▶ Text block
The mine of Valenciana, in Humboldt's time the most celebrated of Guanajuato, and the richest then known in Mexico, was not much wrought until the end of the eighteenth century, although it had been somewhat worked by the early Indians and the first Spanish settlers. In 1760, a poor man named Obregon, a Spaniard, began to explore a new vein. As he was a worthy man, he found friends willing to advance small sums from time to time to carry on his work. For several years the cost was much greater than the produce, but the pit grew rich as it became deep, and at last yielded quantities of sulphuretted silver. When Obregon, or, as he came to be called, the Count of Valenciana, began to work the vein, goats were browsing over the hill-tops all about the ravine of San Xavier. Ten years after, on the same spot, the climbing streets of Guanajuato sheltered a large population; and at present it is a flourishing city, surrounded by a region all rich in minerals. The produce from the mine at Valenciana has fallen behind that of other later veins, and scarcely covers the outlay.

▶ Exercise description
Summarize the passage above on the Valenciana mine in two sentences.

▶ Lines from a dataset
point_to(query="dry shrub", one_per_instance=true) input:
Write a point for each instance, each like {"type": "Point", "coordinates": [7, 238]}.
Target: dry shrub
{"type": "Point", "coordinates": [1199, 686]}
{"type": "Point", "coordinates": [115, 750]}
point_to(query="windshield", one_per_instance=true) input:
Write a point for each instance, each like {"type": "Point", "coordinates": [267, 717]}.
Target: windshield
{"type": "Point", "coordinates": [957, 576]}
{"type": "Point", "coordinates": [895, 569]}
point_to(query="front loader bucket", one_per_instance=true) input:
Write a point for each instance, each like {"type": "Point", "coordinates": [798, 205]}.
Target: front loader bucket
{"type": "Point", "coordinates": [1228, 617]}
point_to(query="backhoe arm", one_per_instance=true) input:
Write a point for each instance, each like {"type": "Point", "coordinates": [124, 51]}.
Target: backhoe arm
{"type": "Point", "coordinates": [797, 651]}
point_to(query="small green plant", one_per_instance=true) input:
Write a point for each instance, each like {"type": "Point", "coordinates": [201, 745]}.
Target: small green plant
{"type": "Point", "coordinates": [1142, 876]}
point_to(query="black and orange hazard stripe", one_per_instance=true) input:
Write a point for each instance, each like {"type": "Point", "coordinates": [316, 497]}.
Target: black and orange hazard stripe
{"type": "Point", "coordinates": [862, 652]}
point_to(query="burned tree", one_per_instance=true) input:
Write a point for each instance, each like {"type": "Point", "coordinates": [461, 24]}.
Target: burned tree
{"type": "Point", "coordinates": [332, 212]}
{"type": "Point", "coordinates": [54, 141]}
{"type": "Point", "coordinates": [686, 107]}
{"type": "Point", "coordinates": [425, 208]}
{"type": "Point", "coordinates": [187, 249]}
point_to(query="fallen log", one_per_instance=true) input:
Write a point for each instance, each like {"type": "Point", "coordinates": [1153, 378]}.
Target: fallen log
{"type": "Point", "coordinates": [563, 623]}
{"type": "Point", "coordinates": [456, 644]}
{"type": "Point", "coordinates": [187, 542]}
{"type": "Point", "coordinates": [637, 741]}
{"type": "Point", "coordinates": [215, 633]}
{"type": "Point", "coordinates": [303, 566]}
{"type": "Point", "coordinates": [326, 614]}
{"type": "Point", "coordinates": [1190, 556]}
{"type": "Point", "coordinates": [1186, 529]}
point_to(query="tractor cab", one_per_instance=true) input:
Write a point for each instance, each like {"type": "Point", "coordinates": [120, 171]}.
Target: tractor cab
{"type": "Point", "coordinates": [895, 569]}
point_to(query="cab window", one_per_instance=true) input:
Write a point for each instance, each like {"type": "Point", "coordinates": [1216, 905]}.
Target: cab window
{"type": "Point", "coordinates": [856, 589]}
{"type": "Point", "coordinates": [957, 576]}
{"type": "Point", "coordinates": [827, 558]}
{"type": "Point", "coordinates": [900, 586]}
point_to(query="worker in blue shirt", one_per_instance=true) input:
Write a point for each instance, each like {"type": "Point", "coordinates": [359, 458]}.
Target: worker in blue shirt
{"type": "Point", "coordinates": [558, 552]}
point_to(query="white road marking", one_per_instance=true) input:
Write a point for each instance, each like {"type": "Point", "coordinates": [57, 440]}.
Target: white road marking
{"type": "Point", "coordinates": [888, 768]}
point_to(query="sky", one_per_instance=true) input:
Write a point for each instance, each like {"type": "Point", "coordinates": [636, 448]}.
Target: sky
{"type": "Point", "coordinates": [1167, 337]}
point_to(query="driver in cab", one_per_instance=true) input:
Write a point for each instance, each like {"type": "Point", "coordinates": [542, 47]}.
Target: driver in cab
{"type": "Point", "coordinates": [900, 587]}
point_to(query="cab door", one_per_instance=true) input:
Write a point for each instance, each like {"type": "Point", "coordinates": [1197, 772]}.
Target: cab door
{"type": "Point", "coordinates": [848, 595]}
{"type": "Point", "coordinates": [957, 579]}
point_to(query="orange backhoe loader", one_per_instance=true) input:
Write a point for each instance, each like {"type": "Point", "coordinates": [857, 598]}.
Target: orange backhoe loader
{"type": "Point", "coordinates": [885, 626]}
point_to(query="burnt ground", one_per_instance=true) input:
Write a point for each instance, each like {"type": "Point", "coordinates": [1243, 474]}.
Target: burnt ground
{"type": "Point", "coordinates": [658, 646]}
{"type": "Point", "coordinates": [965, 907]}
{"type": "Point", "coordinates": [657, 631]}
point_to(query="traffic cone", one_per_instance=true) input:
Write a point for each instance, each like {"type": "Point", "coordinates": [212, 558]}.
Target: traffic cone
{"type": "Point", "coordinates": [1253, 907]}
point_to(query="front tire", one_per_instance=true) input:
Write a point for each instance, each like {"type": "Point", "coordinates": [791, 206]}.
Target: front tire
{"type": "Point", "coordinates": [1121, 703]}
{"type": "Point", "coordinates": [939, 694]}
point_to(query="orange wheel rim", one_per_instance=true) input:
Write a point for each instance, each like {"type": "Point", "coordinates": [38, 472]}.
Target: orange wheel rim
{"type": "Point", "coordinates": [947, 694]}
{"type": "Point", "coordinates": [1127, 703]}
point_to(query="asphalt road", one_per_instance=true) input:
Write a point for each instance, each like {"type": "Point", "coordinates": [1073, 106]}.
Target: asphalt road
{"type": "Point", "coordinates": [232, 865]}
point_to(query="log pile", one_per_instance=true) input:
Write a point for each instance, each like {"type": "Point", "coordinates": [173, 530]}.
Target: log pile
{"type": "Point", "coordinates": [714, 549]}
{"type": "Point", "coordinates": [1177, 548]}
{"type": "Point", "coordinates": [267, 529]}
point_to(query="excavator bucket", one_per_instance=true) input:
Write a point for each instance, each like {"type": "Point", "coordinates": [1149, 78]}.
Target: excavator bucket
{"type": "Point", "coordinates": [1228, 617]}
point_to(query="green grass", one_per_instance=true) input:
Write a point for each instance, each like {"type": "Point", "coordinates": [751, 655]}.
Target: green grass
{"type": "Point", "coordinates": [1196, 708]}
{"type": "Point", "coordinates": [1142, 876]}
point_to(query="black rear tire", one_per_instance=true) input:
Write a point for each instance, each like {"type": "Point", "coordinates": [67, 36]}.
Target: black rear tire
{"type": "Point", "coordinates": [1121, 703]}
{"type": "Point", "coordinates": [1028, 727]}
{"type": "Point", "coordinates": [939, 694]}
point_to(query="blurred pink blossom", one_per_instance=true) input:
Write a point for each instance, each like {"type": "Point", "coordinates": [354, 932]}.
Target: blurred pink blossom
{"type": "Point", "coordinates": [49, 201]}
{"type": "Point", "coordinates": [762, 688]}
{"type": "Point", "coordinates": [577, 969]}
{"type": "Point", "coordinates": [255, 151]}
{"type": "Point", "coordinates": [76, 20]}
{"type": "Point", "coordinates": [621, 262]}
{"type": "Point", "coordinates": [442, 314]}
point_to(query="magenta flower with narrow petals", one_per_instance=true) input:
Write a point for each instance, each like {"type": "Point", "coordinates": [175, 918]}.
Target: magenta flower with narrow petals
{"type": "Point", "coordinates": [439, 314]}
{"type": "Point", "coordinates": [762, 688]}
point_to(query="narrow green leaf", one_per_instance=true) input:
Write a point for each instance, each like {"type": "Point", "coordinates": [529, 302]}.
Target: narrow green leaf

▶ Result of the exercise
The Valenciana mine at Guanajuato, once the most celebrated there and the richest then known in Mexico, was little worked until a Spaniard named Obregon, later called the Count of Valenciana, began exploring a new vein in 1760 with small sums advanced by friends and, after years of costs exceeding produce, struck quantities of sulphuretted silver as the pit deepened. Within ten years the hill-tops where goats had browsed around the ravine of San Xavier sheltered the large population of Guanajuato, now a flourishing city, although the mine's produce has since fallen behind that of later veins and scarcely covers the outlay.